* Required action:
All lines in the records that carry the string "pool" are to be shown.

* Records shown:
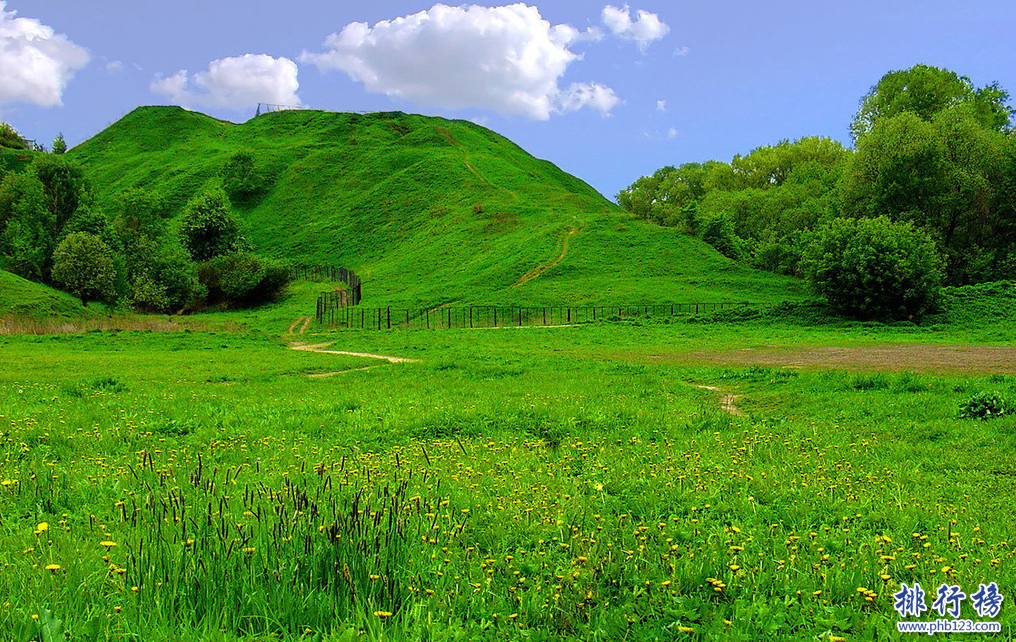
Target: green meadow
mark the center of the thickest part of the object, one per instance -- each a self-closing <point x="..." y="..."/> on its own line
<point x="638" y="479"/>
...
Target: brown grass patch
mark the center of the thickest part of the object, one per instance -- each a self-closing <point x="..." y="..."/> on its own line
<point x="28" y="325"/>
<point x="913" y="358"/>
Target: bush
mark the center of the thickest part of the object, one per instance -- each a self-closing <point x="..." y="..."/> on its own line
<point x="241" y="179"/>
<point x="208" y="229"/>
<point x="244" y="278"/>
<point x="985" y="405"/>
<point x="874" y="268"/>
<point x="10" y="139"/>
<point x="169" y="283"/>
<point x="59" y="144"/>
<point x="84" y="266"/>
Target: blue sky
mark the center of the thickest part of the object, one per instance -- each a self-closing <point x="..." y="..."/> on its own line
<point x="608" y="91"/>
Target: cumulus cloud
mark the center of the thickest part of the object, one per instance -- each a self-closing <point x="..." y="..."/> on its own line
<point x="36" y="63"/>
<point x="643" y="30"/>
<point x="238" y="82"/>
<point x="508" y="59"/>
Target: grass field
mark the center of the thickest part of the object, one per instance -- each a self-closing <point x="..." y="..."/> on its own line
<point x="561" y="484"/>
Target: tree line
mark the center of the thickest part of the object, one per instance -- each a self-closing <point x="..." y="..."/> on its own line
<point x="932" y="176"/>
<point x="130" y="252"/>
---
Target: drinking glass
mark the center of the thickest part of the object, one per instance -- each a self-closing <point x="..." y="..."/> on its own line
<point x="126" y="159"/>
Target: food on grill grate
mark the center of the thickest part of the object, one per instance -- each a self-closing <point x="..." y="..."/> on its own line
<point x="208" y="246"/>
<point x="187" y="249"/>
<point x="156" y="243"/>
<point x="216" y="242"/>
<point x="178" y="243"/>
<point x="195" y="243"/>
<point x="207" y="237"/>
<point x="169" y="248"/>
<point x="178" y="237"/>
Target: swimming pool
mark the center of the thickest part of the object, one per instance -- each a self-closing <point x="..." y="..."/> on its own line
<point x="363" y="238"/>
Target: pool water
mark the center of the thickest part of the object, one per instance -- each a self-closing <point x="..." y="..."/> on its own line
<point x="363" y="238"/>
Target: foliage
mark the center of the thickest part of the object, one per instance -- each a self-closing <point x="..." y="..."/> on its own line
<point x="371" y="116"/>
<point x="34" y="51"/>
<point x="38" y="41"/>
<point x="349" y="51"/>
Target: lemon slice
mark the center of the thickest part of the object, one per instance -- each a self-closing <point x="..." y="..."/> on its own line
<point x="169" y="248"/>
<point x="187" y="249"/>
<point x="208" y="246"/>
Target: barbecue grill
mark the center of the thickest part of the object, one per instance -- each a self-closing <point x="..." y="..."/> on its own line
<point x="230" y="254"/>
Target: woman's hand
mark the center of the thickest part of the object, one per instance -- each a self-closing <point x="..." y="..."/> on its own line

* Your response:
Target: swimming pool
Target: pool water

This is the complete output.